Aplica lo leído –
**1)** Contesta estas preguntas sobre la reseña:
(a) ¿Quién firma la reseña?
(b) ¿Qué lugar ocupa Lazaretto entre los discos solistas del músico?
(c) ¿A qué grupo recuerda ahora el olor hiphopero distorsionado del disco?
**2)** Devuelve sin cambios el fragmento de la reseña entre "Disco protestante, muestra" y "rabia o el rezo.", ambos incluidos.

Texto de origen –

El segundo disco solista del pálido es un exquisito grito desde lo hondo de la tradición pero con los pies adentro del plato contemporáneo. Una espada dispuesta para que el rock salga a pelear terreno en lo alto.

Por Sergio Massarotto

Ganar la calle se volvió el objetivo del loco de Nashville. Para eso arrojó Lazaretto;  re-orden de sus átomos para salir a pelear en la cumbre del mainstream con los niggas del hip hip. Lleva la derrota asegurada, pero también hidalguía en la empresa. Nada nuevo pero todo es nuevo: riffs en la pentatónica, distorsiones, impulsos entre epilépticos y explosivos como una bujía de un motor antiguo y noble que tiene su belleza en la falla, en la mugre. También estira, con elegancia, el olor hiphopero distorsionado que ahora recuerda a Rage Against The Machine y ya emanaba por momentos en The Dead Weather. Y  moviliza su amor por el folclore americano blanco, los arreglos con toques ácidos de violines, el piano, el bluegrass de Bill Monroe y Allison Krauss practicado con anterioridad en White Stripes. Ese arsenal es el que enarbola White para enfrentarse a la supremacía nigger, por un lado con sus propias armas rítmicas y por el otro con los standards farmer blancos. Al unísono abre, en la provocación y el contraste con las mujeres, otro frente de batalla dialéctica que lo obsesiona. Jack ama pelear. La dulce voz femenina, encarnada por Lillie Mae Rische, Olivia Jean y Cory Younts, recorre el disco y armoniza en lo disímil con la electricidad vocal de White, haciendo inolvidable lo que de otra forma sería un rejunte de melodías tontas. Un dueto tiroteándose, eje del disco; muro contra el que se arroja el dueño de Third Man Records para rebotar y hacerse pedazos con clase. Canciones sobre pequeñas guerras, relaciones hombre/mujer tormentosas, la fragilidad escondida, el trabajo y la existencia –siempre- como una lucha. Todas de buen nivel; resalto “Three Woman”, la hermosa “Entitlement”, el hit clásico “Just One Drink” y la enorme canción que titula al disco. Hay que estar atentos, también, a los sintetizadores moog, el tensor electrónico que polariza a la obra.

Disco protestante, muestra la manera en la cual ciertos tipos de hombres se relacionan con el resto sin esquivar el odio, el amor, la penitencia y el sudor. Lazaretto podría entrar en la batea de los discos “originarios”, donde importa discutir qué tipo de sujeto es el hombre de rock. White acerca su propuesta blanca y sentimental en tensión con un cúmulo de otros: lo negro, la mujer, lo latino (“yo trabajo duro, como en madera y yeso”). Explico antes de que caiga el dedo húmedo y censor posmo-feminista: J.W. ama la música negra y las mujeres con el arrojo que el rock como escuela de libertad enseña; ergo, con la música negra, el robo y la admiración; frente al impenetrable poder femenino, la bipolar y sincera seguridad/inseguridad masculina refugiada en la rabia o el rezo.

Muestra de datos –
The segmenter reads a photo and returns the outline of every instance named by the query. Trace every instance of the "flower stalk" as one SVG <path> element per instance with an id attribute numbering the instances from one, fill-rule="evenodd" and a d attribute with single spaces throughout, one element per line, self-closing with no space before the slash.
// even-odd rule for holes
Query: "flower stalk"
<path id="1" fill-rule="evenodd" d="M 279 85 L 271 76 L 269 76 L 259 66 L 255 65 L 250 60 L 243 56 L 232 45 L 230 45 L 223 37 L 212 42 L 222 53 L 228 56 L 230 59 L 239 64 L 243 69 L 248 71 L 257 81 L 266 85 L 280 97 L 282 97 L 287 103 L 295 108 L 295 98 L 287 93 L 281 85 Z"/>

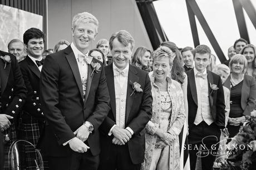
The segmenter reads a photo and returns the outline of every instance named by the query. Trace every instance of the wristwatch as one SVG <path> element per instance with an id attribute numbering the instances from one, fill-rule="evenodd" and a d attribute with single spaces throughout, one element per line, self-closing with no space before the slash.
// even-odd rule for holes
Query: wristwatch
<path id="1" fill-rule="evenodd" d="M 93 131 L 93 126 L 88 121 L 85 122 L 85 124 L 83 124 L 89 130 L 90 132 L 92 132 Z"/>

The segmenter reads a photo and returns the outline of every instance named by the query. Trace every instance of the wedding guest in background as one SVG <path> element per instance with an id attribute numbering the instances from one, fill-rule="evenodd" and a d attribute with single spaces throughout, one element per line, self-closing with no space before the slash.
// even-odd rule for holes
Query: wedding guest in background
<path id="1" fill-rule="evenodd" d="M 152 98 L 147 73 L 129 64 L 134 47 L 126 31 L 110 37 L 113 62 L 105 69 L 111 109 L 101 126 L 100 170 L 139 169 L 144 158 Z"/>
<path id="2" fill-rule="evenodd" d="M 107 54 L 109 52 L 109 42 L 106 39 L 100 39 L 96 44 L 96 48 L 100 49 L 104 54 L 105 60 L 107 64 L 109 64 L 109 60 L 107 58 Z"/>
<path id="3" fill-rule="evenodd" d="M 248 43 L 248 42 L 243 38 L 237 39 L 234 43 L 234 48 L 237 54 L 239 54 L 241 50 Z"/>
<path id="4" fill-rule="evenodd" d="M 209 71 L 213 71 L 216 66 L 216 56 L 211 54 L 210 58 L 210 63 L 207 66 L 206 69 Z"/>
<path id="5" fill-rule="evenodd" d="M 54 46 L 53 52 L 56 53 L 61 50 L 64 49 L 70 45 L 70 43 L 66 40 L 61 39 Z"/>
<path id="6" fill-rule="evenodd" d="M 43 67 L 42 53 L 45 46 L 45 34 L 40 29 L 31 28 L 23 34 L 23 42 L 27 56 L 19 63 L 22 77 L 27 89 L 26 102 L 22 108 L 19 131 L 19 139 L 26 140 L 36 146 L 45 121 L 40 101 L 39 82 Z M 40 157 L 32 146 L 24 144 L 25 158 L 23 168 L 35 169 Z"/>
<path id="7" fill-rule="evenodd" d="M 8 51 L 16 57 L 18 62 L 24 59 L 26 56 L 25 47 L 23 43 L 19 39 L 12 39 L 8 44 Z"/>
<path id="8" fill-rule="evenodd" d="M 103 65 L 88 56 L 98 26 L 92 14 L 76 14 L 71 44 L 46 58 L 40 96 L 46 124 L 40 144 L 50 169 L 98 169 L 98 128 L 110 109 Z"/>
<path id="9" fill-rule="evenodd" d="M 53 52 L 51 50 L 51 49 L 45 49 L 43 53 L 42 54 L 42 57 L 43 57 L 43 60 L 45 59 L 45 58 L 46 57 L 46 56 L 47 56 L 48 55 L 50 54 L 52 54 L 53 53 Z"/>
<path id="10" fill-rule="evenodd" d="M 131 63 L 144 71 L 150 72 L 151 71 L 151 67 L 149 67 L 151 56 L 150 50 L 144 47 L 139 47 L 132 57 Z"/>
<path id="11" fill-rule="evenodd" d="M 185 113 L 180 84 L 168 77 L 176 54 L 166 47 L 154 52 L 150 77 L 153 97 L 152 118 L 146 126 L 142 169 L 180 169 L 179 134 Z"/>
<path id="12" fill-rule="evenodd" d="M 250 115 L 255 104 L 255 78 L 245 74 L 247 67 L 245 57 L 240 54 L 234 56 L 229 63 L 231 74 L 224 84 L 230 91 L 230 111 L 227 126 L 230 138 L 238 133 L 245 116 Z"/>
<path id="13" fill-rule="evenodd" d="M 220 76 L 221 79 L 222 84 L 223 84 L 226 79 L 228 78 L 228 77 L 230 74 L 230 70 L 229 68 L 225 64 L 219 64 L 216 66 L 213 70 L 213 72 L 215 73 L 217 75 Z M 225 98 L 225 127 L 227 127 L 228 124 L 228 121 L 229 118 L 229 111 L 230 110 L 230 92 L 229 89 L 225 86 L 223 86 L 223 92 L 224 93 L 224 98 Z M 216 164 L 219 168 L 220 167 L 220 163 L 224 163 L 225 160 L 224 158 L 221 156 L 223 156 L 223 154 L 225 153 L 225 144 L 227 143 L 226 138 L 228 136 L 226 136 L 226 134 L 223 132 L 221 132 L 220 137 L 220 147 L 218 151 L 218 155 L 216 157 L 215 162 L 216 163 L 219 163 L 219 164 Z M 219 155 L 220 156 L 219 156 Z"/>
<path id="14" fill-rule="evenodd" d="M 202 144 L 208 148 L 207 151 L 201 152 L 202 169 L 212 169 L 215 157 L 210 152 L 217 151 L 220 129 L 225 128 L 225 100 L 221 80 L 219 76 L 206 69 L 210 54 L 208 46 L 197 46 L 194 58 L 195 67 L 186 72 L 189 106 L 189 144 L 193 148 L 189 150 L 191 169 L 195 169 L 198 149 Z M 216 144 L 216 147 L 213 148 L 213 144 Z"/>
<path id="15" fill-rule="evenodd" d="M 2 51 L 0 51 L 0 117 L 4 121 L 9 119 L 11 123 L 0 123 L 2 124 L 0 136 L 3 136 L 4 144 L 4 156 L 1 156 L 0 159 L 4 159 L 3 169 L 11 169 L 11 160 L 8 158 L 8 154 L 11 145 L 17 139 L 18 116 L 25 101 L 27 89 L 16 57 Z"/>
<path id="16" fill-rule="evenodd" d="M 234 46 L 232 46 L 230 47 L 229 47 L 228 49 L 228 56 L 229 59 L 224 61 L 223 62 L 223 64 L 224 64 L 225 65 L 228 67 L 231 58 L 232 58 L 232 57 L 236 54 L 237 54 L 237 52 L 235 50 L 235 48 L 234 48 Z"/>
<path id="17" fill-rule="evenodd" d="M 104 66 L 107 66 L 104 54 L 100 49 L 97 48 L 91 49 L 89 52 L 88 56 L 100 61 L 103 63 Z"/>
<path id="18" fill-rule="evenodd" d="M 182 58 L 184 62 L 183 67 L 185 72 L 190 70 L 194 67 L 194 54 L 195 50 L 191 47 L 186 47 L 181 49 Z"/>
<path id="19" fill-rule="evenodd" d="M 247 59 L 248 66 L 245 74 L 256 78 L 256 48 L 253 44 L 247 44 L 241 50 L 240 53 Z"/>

Respuestas por tarea –
**1)**
(a) La reseña la firma Sergio Massarotto.
(b) Lazaretto es su segundo disco solista.
(c) Ese olor hiphopero distorsionado recuerda a Rage Against The Machine.

**2)**
Disco protestante, muestra la manera en la cual ciertos tipos de hombres se relacionan con el resto sin esquivar el odio, el amor, la penitencia y el sudor. Lazaretto podría entrar en la batea de los discos “originarios”, donde importa discutir qué tipo de sujeto es el hombre de rock. White acerca su propuesta blanca y sentimental en tensión con un cúmulo de otros: lo negro, la mujer, lo latino (“yo trabajo duro, como en madera y yeso”). Explico antes de que caiga el dedo húmedo y censor posmo-feminista: J.W. ama la música negra y las mujeres con el arrojo que el rock como escuela de libertad enseña; ergo, con la música negra, el robo y la admiración; frente al impenetrable poder femenino, la bipolar y sincera seguridad/inseguridad masculina refugiada en la rabia o el rezo.